What is expected
Filter the listing below down to every line containing the string "block", matching case exactly.

Material shown
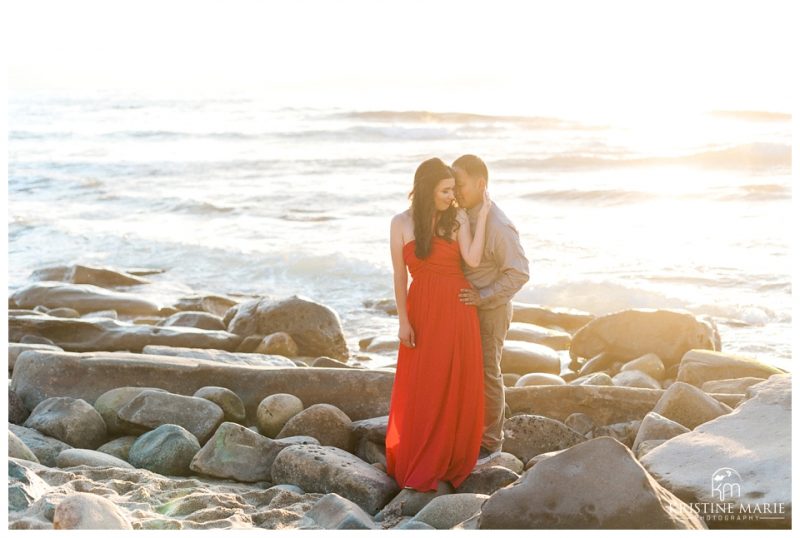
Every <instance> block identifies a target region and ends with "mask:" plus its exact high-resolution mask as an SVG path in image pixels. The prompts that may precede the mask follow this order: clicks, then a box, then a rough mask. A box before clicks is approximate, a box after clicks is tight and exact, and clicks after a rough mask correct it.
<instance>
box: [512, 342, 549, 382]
mask: <svg viewBox="0 0 800 538" xmlns="http://www.w3.org/2000/svg"><path fill="white" fill-rule="evenodd" d="M500 369H501V370H502V371H503V372H504V373H512V374H519V375H525V374H528V373H533V372H537V373H545V374H555V375H558V374H559V373H560V372H561V360H560V359H559V358H558V353H556V351H555V350H553V349H551V348H549V347H547V346H543V345H541V344H533V343H531V342H517V341H513V340H507V341H506V342H505V343H504V344H503V354H502V356H501V358H500Z"/></svg>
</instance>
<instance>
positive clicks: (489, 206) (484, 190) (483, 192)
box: [478, 189, 492, 217]
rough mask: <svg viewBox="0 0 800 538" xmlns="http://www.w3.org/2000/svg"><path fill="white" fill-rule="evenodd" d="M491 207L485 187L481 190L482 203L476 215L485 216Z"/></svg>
mask: <svg viewBox="0 0 800 538" xmlns="http://www.w3.org/2000/svg"><path fill="white" fill-rule="evenodd" d="M491 209H492V199H491V198H489V189H485V190H484V191H483V205H482V206H481V211H480V213H478V216H480V217H487V216H488V215H489V211H491Z"/></svg>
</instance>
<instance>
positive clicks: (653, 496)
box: [478, 437, 705, 529]
mask: <svg viewBox="0 0 800 538" xmlns="http://www.w3.org/2000/svg"><path fill="white" fill-rule="evenodd" d="M673 507H674V508H673ZM682 509H685V511H684V510H682ZM478 527H479V528H480V529H702V528H705V525H704V524H703V522H702V521H701V520H700V518H698V517H697V516H696V515H693V513H692V510H691V509H690V508H689V506H687V505H685V504H684V503H683V502H681V501H680V499H678V498H677V497H676V496H675V495H673V494H672V493H670V491H668V490H667V489H665V488H664V487H662V486H660V485H659V484H658V482H656V481H655V480H654V479H653V478H652V477H651V476H650V475H649V474H648V473H647V471H645V470H644V468H642V466H641V465H640V464H639V463H638V462H637V461H636V459H635V458H634V457H633V454H632V453H631V451H630V450H629V449H628V448H627V447H625V446H624V445H622V444H621V443H619V442H618V441H616V440H614V439H611V438H609V437H600V438H597V439H593V440H591V441H587V442H585V443H581V444H579V445H576V446H573V447H571V448H569V449H567V450H564V451H563V452H561V453H559V454H557V455H555V456H552V457H550V458H547V459H545V460H543V461H540V462H539V463H537V464H536V465H535V466H534V467H532V468H531V469H530V470H529V471H527V472H526V473H525V474H523V475H522V477H521V478H520V480H519V481H518V482H517V483H515V484H513V485H511V486H509V487H506V488H503V489H501V490H499V491H497V492H496V493H495V494H494V495H492V496H491V497H490V498H489V500H487V501H486V503H485V504H484V505H483V507H482V510H481V515H480V518H479V520H478Z"/></svg>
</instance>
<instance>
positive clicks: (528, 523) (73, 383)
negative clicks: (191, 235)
mask: <svg viewBox="0 0 800 538" xmlns="http://www.w3.org/2000/svg"><path fill="white" fill-rule="evenodd" d="M151 273H152V271H148V270H135V269H134V270H129V271H121V270H118V269H112V268H103V267H91V266H84V265H74V266H62V267H53V268H47V269H42V270H39V271H37V272H35V273H34V274H33V275H32V280H34V281H35V282H34V283H33V284H30V285H28V286H25V287H24V288H22V289H20V290H17V291H16V292H15V293H13V294H12V295H11V297H10V298H9V342H10V343H9V376H10V381H9V434H8V436H9V528H10V529H52V528H56V529H89V528H105V529H203V528H265V529H287V528H300V529H501V528H505V529H527V528H629V529H639V528H642V529H644V528H663V529H696V528H711V529H715V528H733V529H754V528H791V426H790V425H791V375H790V374H789V373H788V372H785V371H783V370H781V369H779V368H776V367H774V366H771V365H769V364H766V363H764V362H761V361H758V360H754V359H750V358H744V357H739V356H735V355H731V354H727V353H725V352H723V351H722V342H721V341H720V338H719V334H718V332H717V330H716V326H715V324H714V321H713V320H711V319H705V318H699V317H696V316H694V315H692V314H691V313H688V312H679V311H668V310H626V311H622V312H617V313H614V314H609V315H607V316H602V317H597V318H596V317H595V316H592V315H591V314H588V313H586V312H580V311H576V310H572V309H568V308H549V307H543V306H538V305H525V304H515V305H514V321H513V323H512V327H511V330H510V331H509V335H508V338H507V340H506V345H505V348H504V352H503V358H502V362H501V368H502V371H503V377H504V381H505V384H506V403H507V408H506V416H507V420H506V425H505V429H504V435H505V441H504V445H503V452H502V453H500V454H499V455H497V456H495V457H493V458H492V459H491V460H490V461H489V462H488V463H486V464H484V465H481V466H478V467H476V468H475V470H474V471H473V473H472V474H471V475H470V477H469V478H468V479H467V480H466V481H465V482H464V483H463V484H462V485H461V486H460V487H459V488H458V489H454V488H453V487H452V486H451V485H450V484H449V483H440V485H439V489H438V490H437V491H435V492H425V493H422V492H416V491H413V490H410V489H402V490H401V489H400V488H399V487H398V485H397V484H396V483H395V481H394V480H393V479H392V477H390V476H388V475H387V474H386V472H385V470H386V469H385V463H386V461H385V456H384V451H385V448H384V437H385V434H386V425H387V419H388V416H387V415H388V410H389V400H390V396H391V389H392V382H393V379H394V368H393V366H388V367H381V368H368V367H366V366H368V365H369V363H370V360H369V357H370V356H371V355H373V356H374V354H384V355H385V356H393V355H394V354H396V350H397V346H398V345H399V344H398V342H397V339H396V337H395V336H394V335H372V336H368V335H364V338H363V339H362V340H361V341H360V343H359V346H360V350H359V352H351V350H349V349H348V347H347V344H346V340H345V338H344V333H343V330H342V326H341V322H340V320H339V316H338V315H337V313H336V312H334V311H333V310H332V309H331V308H329V307H327V306H325V305H324V304H321V303H318V302H316V301H313V300H311V299H308V298H305V297H301V296H294V297H289V298H285V299H279V300H274V299H268V298H261V297H255V298H246V299H242V298H236V297H226V296H223V295H212V294H200V295H194V296H190V297H185V298H182V299H181V300H179V301H177V302H175V304H172V305H168V306H164V305H159V304H157V303H155V302H153V301H152V300H149V299H145V298H143V295H144V294H142V293H138V294H137V291H138V290H142V289H143V287H146V286H148V285H149V282H148V280H147V278H146V277H147V276H148V274H151ZM393 307H394V303H393V301H390V300H385V299H384V300H381V299H377V300H375V301H371V302H369V303H368V304H365V308H369V309H372V310H374V311H375V315H376V316H391V315H396V312H394V311H393Z"/></svg>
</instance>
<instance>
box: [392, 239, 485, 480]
mask: <svg viewBox="0 0 800 538" xmlns="http://www.w3.org/2000/svg"><path fill="white" fill-rule="evenodd" d="M403 259H404V260H405V262H406V265H408V269H409V271H410V272H411V277H412V279H413V280H412V282H411V286H410V287H409V290H408V300H407V303H406V307H407V311H408V318H409V321H410V322H411V327H413V329H414V335H415V343H416V347H414V348H408V347H406V346H404V345H402V344H401V345H400V350H399V351H398V356H397V371H396V373H395V378H394V386H393V387H392V399H391V404H390V409H389V426H388V429H387V431H386V471H387V473H388V474H389V476H392V477H394V479H395V480H396V481H397V484H398V485H399V486H400V487H401V488H402V487H406V486H410V487H412V488H413V489H415V490H417V491H431V490H436V488H437V485H438V482H439V481H440V480H446V481H449V482H450V483H451V484H452V485H453V487H458V486H459V485H461V483H462V482H463V481H464V480H465V479H466V478H467V476H468V475H469V474H470V473H471V472H472V470H473V469H474V467H475V462H476V461H477V459H478V452H479V451H480V443H481V437H482V436H483V427H484V424H483V357H482V354H481V336H480V325H479V323H478V311H477V308H476V307H474V306H468V305H465V304H464V303H462V302H461V301H460V300H459V298H458V292H459V290H460V289H461V288H468V287H469V282H468V281H467V279H466V278H465V277H464V273H463V271H462V270H461V254H460V252H459V248H458V243H457V242H456V241H453V242H452V243H448V242H447V241H446V240H444V239H442V238H440V237H435V238H434V239H433V246H432V249H431V254H430V256H428V258H427V259H425V260H420V259H419V258H417V257H416V255H415V254H414V241H411V242H410V243H407V244H406V245H405V246H404V247H403Z"/></svg>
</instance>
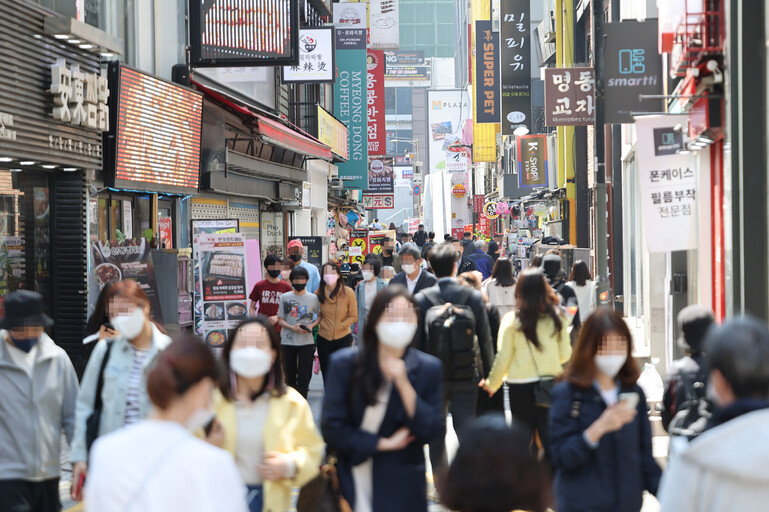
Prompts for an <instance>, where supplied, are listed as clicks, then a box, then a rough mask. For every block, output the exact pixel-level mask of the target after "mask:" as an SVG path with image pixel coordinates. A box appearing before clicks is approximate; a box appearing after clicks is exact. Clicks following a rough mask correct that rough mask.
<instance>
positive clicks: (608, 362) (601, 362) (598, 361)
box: [595, 354, 627, 378]
mask: <svg viewBox="0 0 769 512" xmlns="http://www.w3.org/2000/svg"><path fill="white" fill-rule="evenodd" d="M625 361H627V354H621V355H620V354H607V355H596V356H595V365H596V367H598V369H599V370H601V371H602V372H603V373H605V374H606V375H608V376H610V377H612V378H614V377H616V376H617V374H618V373H619V371H620V370H621V369H622V367H623V366H625Z"/></svg>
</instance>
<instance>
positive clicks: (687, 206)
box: [636, 115, 698, 252]
mask: <svg viewBox="0 0 769 512" xmlns="http://www.w3.org/2000/svg"><path fill="white" fill-rule="evenodd" d="M686 121H687V116H686V115H678V116H644V117H639V118H636V130H637V133H638V151H637V154H638V172H639V178H640V183H641V194H642V197H641V204H642V206H643V222H644V228H645V232H646V248H647V250H648V251H649V252H665V251H686V250H689V249H696V248H697V247H698V240H697V233H698V229H697V196H698V187H697V173H696V172H695V171H696V169H697V160H696V156H694V155H682V154H680V153H673V154H660V155H657V154H656V153H655V147H656V144H655V140H654V131H655V129H659V128H665V129H667V130H672V128H673V127H674V126H675V125H676V124H679V123H681V124H683V123H686Z"/></svg>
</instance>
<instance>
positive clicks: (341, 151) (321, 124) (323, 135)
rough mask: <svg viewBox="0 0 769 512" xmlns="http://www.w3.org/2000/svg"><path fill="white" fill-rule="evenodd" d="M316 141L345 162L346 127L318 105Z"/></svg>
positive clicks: (345, 152)
mask: <svg viewBox="0 0 769 512" xmlns="http://www.w3.org/2000/svg"><path fill="white" fill-rule="evenodd" d="M318 140H319V141H321V142H322V143H323V144H325V145H326V146H328V147H330V148H331V152H332V153H334V154H335V155H337V156H338V157H339V158H342V159H344V160H347V158H348V156H349V151H348V150H347V127H346V126H345V125H343V124H342V123H340V122H339V120H338V119H336V118H335V117H334V116H332V115H331V114H329V113H328V112H326V111H325V110H324V109H323V107H321V106H320V105H318Z"/></svg>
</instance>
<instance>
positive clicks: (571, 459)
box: [549, 382, 662, 512]
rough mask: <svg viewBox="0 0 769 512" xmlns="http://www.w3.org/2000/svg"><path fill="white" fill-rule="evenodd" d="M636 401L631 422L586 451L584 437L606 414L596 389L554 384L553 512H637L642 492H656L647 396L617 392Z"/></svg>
mask: <svg viewBox="0 0 769 512" xmlns="http://www.w3.org/2000/svg"><path fill="white" fill-rule="evenodd" d="M624 392H635V393H638V395H639V396H640V400H639V401H638V414H637V415H636V417H635V419H634V420H633V421H632V422H631V423H628V424H627V425H625V426H624V427H622V429H620V430H619V431H618V432H614V433H612V434H606V435H605V436H603V437H602V438H601V440H600V441H599V442H598V447H597V448H596V449H593V448H591V447H590V446H589V445H588V444H587V441H585V439H584V437H583V434H584V432H585V430H587V428H588V427H589V426H590V425H592V424H593V422H594V421H595V420H597V419H598V417H599V416H601V414H602V413H603V411H604V410H606V404H605V403H604V401H603V399H602V398H601V395H600V393H599V392H598V390H597V389H596V388H595V387H593V386H591V387H589V388H579V387H576V386H574V385H572V384H570V383H568V382H562V383H560V384H558V385H557V386H556V387H555V389H554V390H553V394H552V408H551V409H550V419H549V421H550V455H551V458H552V463H553V467H554V469H555V496H556V505H557V507H556V510H558V512H638V511H639V510H641V506H642V505H643V491H644V490H647V491H649V492H650V493H652V494H656V493H657V487H658V486H659V482H660V476H661V474H662V471H661V470H660V467H659V466H658V465H657V462H656V461H655V460H654V457H653V456H652V436H651V426H650V424H649V416H648V415H647V412H646V407H647V405H646V397H645V396H644V393H643V391H642V390H641V388H640V387H638V386H635V385H634V386H629V387H622V388H621V389H620V393H624Z"/></svg>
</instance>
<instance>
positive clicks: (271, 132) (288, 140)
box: [191, 80, 334, 162]
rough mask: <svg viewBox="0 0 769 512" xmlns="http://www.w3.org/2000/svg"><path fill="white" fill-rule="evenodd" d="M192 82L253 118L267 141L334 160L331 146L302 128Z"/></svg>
mask: <svg viewBox="0 0 769 512" xmlns="http://www.w3.org/2000/svg"><path fill="white" fill-rule="evenodd" d="M191 84H192V85H194V86H195V88H196V89H197V90H199V91H201V92H202V93H203V94H204V95H205V96H206V97H207V98H209V99H210V100H212V101H215V102H217V103H219V104H221V105H224V106H226V107H227V108H230V109H232V110H233V111H235V112H237V113H239V114H243V115H245V116H248V117H251V118H253V119H254V120H255V121H256V123H257V131H258V132H259V134H260V135H261V136H262V138H263V139H264V141H265V142H266V143H268V144H271V145H273V146H278V147H281V148H283V149H287V150H289V151H293V152H295V153H300V154H303V155H306V156H309V157H313V158H320V159H322V160H326V161H328V162H331V161H333V159H334V157H333V155H332V154H331V148H329V147H328V146H326V145H325V144H323V143H322V142H320V141H319V140H318V139H316V138H315V137H313V136H312V135H310V134H309V133H307V132H305V131H302V130H301V129H300V128H298V127H296V126H294V125H292V124H290V123H285V122H281V121H278V120H276V119H271V118H270V117H268V116H267V115H266V113H265V114H257V113H256V112H254V111H253V110H251V109H250V108H248V107H246V106H245V105H241V104H239V103H238V102H237V100H236V99H235V98H231V97H229V96H228V95H226V94H225V93H223V92H220V91H215V90H214V89H211V88H209V87H206V86H205V85H202V84H201V83H200V82H196V81H194V80H192V81H191Z"/></svg>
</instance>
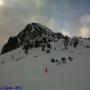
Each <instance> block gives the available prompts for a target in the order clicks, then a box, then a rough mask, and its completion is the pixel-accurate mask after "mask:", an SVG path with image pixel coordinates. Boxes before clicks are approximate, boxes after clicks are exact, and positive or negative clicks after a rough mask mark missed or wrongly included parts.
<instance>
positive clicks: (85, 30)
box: [76, 26, 90, 37]
mask: <svg viewBox="0 0 90 90" xmlns="http://www.w3.org/2000/svg"><path fill="white" fill-rule="evenodd" d="M76 35H77V36H81V37H90V27H86V26H84V27H81V28H80V30H79V31H78V32H77V33H76Z"/></svg>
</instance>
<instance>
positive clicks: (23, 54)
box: [0, 39, 90, 90]
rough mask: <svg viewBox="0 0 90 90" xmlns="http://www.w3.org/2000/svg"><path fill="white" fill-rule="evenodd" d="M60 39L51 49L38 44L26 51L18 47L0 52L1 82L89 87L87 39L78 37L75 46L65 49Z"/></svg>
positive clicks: (67, 89)
mask: <svg viewBox="0 0 90 90" xmlns="http://www.w3.org/2000/svg"><path fill="white" fill-rule="evenodd" d="M63 40H64V39H59V40H57V41H52V42H50V45H51V48H47V47H45V51H42V47H38V48H32V49H30V50H29V51H28V53H27V54H25V53H24V51H23V50H22V48H23V47H21V48H18V49H16V50H13V51H11V52H8V53H6V54H3V55H1V56H0V85H2V86H3V85H4V86H5V85H9V86H12V87H14V86H16V85H20V86H21V87H22V90H90V70H89V68H90V48H89V47H90V41H89V40H88V39H79V42H80V43H79V45H78V46H77V47H76V48H74V47H73V46H70V45H69V46H68V49H66V50H65V47H64V43H63ZM87 45H89V47H87ZM47 50H49V52H47ZM70 57H71V59H70ZM62 58H64V60H62ZM52 59H53V60H54V62H53V61H52V62H51V60H52ZM3 61H4V62H3Z"/></svg>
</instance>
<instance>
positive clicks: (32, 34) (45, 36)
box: [1, 23, 63, 54]
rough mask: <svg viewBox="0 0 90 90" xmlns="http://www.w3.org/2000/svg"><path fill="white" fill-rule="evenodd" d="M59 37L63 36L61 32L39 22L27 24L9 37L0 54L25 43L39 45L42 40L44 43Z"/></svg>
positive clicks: (8, 51) (17, 46)
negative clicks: (36, 22)
mask: <svg viewBox="0 0 90 90" xmlns="http://www.w3.org/2000/svg"><path fill="white" fill-rule="evenodd" d="M61 37H63V35H62V34H61V33H55V32H53V31H52V30H50V29H49V28H47V27H45V26H43V25H41V24H39V23H31V24H27V25H26V27H25V29H23V30H22V31H21V32H20V33H19V34H18V35H17V36H14V37H10V38H9V40H8V42H7V43H6V44H5V45H4V46H3V48H2V50H1V54H4V53H6V52H9V51H11V50H14V49H16V48H19V47H21V46H25V45H28V46H31V47H39V46H40V45H42V44H43V42H44V43H45V42H47V41H52V40H54V39H55V38H61Z"/></svg>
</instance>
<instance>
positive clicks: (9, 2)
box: [0, 0, 90, 46]
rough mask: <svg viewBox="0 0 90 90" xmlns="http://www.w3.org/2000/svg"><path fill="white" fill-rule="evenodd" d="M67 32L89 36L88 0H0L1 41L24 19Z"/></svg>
mask: <svg viewBox="0 0 90 90" xmlns="http://www.w3.org/2000/svg"><path fill="white" fill-rule="evenodd" d="M31 22H38V23H41V24H43V25H46V26H47V27H48V28H50V29H52V30H53V31H56V32H58V31H59V32H62V33H64V34H66V35H70V36H73V35H78V36H82V37H89V36H90V0H0V45H1V46H2V45H3V44H4V43H5V42H6V41H7V40H8V37H9V36H13V35H16V34H17V33H19V32H20V31H21V30H22V29H23V28H24V27H25V26H26V24H27V23H31Z"/></svg>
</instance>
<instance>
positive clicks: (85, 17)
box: [80, 15, 90, 25]
mask: <svg viewBox="0 0 90 90" xmlns="http://www.w3.org/2000/svg"><path fill="white" fill-rule="evenodd" d="M80 21H81V23H82V24H84V25H86V24H88V23H90V15H85V16H82V17H81V19H80Z"/></svg>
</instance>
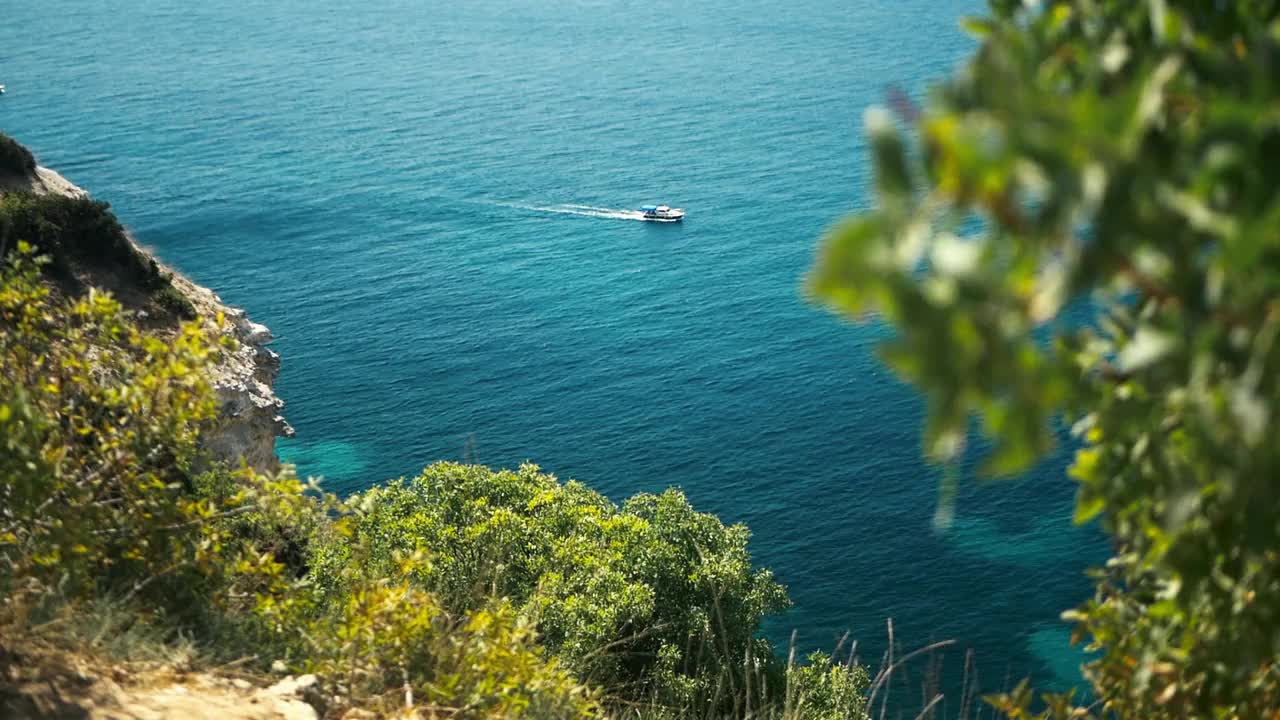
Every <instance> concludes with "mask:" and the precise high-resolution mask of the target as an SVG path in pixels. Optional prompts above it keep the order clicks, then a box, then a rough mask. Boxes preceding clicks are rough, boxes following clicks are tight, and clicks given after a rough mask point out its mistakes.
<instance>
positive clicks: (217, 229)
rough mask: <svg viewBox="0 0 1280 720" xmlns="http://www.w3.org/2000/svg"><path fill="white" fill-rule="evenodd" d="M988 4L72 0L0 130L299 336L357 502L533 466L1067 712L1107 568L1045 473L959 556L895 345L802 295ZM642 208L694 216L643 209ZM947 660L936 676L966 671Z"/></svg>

Task solution
Every <instance> block identifies a target region and ends with "mask:" plus its exact high-resolution mask as an SVG path in image pixels. The prompts that may precede the mask follow this order: clicks, then a box, then a rough mask. A box before clicks is approximate, a box after clicks is tight and exact, and clicks after a rough mask correct it.
Prompts for an <instance>, where supplied, are listed as clicks, then a box, then a rough mask. For every block, output the exact pixel-level mask of the target after "mask:" as an SVG path with image pixel coordinates. A box appearing before clicks is approximate; a box appearing after clicks is exact. Clicks following a rough mask correct that rough mask.
Each <instance> block gives the available prompts for a target in the order clicks, then a box, then a rough mask, and its completion is the pixel-accurate mask after "mask:", an SVG path with image pixel coordinates. Boxes before clicks are approximate, boxes after clicks are exact, and positive or negative clicks after a rough mask mark missed or wrongly included parts.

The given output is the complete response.